Source extract:
-=-=-=-=-

So they’re slightly different in their applications, but it is something that you can talk about trends… They started to - like Ricardo was teasing, to intersect themselves a bit.
I would say that the metrics field, so the evaluation on the metrics side was stuck with BLEU for a long time. Quality estimation, on the other hand - I feel that there were more research and more innovation on that field. Actually, that was our motivation when we built COMET - we tried to replicate what was being done; the state of the art of what was being done on quality estimation - we tried to bring it to the metrics field. And now, the modeling approaches are very similar. But it was viewed as two completely different tasks for years.
So just to give an insight, a bit of context on what Ricardo said about the progress in quality estimation… So I did my PhD on working on this kind of problem, and I finished like in 2015. So I was working from 2012 until 2015 on problems around this… And the approaches back then, they were basically using feature-based approaches like classical machine learning… And with deep learning, and access to embeddings, and now large pre-trained models, this very, very fast shifted to these kinds of approaches, and the performance of these models, of these approaches also are much better than when I used to first work on this.
So the quality of this quality estimation models nowadays, they are very useful; you can actually do a lot of things with them, like I was saying, and - yeah, I just wanted to complement that… Because for me, it was – I was not working in the field, specifically on this problem for about three years, I guess. When I came back to it, it was like “Whoa… Now it’s really up to everything”, you know…
Could you explain a little bit - so you mentioned how like in COMET or in these other models you might be comparing the embeddings of words… But words don’t always map like one-to-one between languages, and sometimes - I don’t know if you’re looking at sentences, or other things… But could you describe what are the main challenges looking forward that aren’t solved yet in terms of like next steps with quality estimation, and things that you’re looking at now that you see as open problems?

-=-=-=-=-

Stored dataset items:
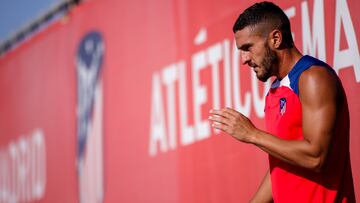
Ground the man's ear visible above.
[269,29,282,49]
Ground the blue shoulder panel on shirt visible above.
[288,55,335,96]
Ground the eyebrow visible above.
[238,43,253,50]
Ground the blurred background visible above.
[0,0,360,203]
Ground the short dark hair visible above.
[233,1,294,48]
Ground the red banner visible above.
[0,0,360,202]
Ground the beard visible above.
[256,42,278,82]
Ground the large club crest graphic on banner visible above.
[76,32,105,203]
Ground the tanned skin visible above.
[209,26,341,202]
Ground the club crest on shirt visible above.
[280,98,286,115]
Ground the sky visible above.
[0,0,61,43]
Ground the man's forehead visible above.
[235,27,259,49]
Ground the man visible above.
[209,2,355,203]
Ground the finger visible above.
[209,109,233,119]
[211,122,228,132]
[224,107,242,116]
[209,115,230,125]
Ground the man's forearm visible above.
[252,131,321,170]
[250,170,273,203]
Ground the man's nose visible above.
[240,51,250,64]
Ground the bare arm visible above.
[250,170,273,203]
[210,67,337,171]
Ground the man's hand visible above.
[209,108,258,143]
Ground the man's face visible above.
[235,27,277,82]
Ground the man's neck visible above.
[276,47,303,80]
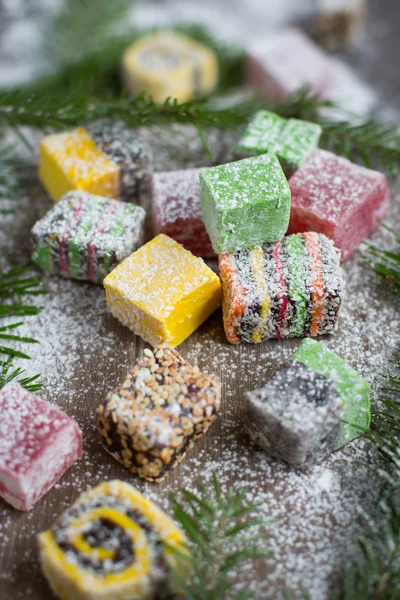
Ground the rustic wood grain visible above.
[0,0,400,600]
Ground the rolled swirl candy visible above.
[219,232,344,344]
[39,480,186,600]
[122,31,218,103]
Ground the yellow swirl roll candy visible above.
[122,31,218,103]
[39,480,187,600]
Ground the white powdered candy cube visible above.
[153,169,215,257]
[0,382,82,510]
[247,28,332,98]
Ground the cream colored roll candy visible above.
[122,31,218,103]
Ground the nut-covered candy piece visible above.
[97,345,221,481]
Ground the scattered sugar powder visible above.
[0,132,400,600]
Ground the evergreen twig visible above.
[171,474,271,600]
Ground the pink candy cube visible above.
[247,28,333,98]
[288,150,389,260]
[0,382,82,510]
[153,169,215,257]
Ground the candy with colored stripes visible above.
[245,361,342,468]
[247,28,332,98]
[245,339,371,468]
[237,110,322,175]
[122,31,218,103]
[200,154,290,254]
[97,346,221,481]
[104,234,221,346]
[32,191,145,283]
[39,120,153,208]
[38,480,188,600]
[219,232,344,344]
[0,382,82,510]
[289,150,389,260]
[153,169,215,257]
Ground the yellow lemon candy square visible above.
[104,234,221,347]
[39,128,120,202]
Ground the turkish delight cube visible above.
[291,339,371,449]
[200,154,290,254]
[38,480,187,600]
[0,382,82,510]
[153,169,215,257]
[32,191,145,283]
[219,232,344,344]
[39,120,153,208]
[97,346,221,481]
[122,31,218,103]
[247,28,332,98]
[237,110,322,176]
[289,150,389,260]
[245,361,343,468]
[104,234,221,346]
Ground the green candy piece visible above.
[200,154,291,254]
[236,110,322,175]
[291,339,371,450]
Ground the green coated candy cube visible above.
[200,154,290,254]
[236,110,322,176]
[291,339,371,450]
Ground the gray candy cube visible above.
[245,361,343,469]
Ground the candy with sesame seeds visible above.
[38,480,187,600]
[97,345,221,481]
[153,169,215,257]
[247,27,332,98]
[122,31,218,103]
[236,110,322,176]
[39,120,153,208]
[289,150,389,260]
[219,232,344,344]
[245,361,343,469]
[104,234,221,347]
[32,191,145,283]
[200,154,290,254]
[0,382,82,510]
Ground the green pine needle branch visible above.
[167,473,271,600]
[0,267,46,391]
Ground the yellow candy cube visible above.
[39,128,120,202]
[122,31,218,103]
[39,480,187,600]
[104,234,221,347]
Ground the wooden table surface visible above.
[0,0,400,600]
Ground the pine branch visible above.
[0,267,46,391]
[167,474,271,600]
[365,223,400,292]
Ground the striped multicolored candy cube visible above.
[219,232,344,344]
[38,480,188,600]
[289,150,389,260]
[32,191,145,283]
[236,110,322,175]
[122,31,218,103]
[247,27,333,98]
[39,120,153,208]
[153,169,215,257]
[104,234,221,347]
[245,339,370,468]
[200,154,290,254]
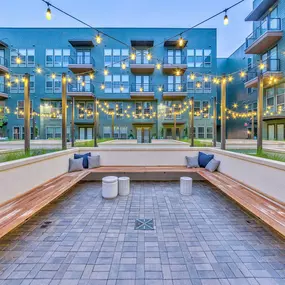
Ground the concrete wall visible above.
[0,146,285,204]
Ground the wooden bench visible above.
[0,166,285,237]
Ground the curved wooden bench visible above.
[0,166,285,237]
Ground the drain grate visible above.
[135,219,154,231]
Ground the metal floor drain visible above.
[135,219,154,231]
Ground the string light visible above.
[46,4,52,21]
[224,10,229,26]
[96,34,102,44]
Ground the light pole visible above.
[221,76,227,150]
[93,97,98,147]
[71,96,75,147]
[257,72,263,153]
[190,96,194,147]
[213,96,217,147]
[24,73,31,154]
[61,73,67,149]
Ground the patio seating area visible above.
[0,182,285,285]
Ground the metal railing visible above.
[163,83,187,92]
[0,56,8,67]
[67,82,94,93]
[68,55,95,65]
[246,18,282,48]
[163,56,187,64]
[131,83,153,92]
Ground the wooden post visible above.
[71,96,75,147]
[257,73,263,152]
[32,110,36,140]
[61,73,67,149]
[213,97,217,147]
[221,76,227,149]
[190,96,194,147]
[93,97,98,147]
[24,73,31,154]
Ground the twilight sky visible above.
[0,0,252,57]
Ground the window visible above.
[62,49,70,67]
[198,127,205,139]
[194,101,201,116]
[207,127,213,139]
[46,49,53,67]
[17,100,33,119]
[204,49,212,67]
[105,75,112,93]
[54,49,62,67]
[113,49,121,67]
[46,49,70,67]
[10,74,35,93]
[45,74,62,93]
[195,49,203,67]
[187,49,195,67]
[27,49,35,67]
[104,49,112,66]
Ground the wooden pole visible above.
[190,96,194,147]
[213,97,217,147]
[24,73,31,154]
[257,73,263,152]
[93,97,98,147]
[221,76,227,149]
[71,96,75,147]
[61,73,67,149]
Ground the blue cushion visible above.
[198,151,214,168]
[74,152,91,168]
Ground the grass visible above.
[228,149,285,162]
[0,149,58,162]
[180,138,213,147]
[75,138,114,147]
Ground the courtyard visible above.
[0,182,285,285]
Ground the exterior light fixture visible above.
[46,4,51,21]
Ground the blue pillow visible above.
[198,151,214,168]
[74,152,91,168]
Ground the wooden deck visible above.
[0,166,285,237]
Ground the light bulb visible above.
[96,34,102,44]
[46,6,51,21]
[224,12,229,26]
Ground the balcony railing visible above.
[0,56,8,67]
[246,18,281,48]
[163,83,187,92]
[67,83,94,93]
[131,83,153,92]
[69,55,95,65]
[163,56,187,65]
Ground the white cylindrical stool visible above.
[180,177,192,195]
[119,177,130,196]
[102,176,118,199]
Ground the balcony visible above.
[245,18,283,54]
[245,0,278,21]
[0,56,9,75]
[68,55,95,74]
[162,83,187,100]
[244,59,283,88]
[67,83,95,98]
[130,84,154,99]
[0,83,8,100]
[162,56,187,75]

-=-=-=-=-

Set problem:
Write out the whole quality estimation transcript from above, word for word.

Exercise response:
So they’re slightly different in their applications, but it is something that you can talk about trends… They started to - like Ricardo was teasing, to intersect themselves a bit.
I would say that the metrics field, so the evaluation on the metrics side was stuck with BLEU for a long time. Quality estimation, on the other hand - I feel that there were more research and more innovation on that field. Actually, that was our motivation when we built COMET - we tried to replicate what was being done; the state of the art of what was being done on quality estimation - we tried to bring it to the metrics field. And now, the modeling approaches are very similar. But it was viewed as two completely different tasks for years.
So just to give an insight, a bit of context on what Ricardo said about the progress in quality estimation… So I did my PhD on working on this kind of problem, and I finished like in 2015. So I was working from 2012 until 2015 on problems around this… And the approaches back then, they were basically using feature-based approaches like classical machine learning… And with deep learning, and access to embeddings, and now large pre-trained models, this very, very fast shifted to these kinds of approaches, and the performance of these models, of these approaches also are much better than when I used to first work on this.
So the quality of this quality estimation models nowadays, they are very useful; you can actually do a lot of things with them, like I was saying, and - yeah, I just wanted to complement that… Because for me, it was – I was not working in the field, specifically on this problem for about three years, I guess. When I came back to it, it was like “Whoa… Now it’s really up to everything”, you know…
Could you explain a little bit - so you mentioned how like in COMET or in these other models you might be comparing the embeddings of words… But words don’t always map like one-to-one between languages, and sometimes - I don’t know if you’re looking at sentences, or other things… But could you describe what are the main challenges looking forward that aren’t solved yet in terms of like next steps with quality estimation, and things that you’re looking at now that you see as open problems?